What you need to do: Transcribe the line containing "Annotation task — locate each instance of the cat's tail" and every line after it, exactly, through the end of the records.

Materials provided:
_ _ _ _
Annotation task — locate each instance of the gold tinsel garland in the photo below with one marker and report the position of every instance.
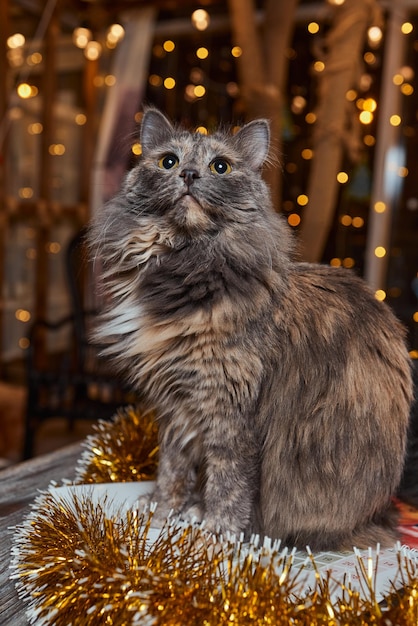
(122, 450)
(75, 564)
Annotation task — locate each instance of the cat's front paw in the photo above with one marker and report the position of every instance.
(192, 514)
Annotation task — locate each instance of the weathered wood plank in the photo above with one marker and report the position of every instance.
(19, 486)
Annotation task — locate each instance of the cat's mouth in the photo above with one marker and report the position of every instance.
(189, 213)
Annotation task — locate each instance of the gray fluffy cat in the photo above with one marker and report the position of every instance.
(282, 388)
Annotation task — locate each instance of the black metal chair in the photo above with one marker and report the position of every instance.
(75, 383)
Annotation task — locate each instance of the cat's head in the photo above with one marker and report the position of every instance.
(199, 183)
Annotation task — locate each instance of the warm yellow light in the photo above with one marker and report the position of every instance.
(35, 129)
(117, 30)
(26, 193)
(342, 177)
(35, 58)
(313, 28)
(302, 199)
(293, 219)
(380, 252)
(380, 295)
(115, 33)
(16, 41)
(200, 19)
(366, 117)
(169, 83)
(93, 50)
(407, 28)
(375, 34)
(81, 37)
(22, 315)
(370, 58)
(25, 91)
(169, 45)
(395, 120)
(407, 89)
(307, 154)
(310, 118)
(369, 140)
(202, 53)
(370, 105)
(199, 91)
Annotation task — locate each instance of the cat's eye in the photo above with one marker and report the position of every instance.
(168, 162)
(220, 166)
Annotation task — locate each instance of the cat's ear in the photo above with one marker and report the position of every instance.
(155, 129)
(253, 140)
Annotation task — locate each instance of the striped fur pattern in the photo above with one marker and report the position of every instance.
(282, 388)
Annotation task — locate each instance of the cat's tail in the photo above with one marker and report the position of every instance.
(408, 489)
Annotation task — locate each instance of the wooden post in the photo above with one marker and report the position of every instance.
(4, 70)
(385, 172)
(48, 88)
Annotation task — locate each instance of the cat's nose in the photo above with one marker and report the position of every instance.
(189, 176)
_ _ _ _
Task response:
Annotation task — locate each instance of the cat's tail in the photo above with one marker and report the position of every instance.
(408, 489)
Annotation task — locate each instance of the wooden post in the photo above with one marker and report the position of every instance.
(4, 70)
(385, 172)
(48, 88)
Annotation task — locate each instance of the cat's nose in the photo above with one marker and report the position of every instance.
(189, 176)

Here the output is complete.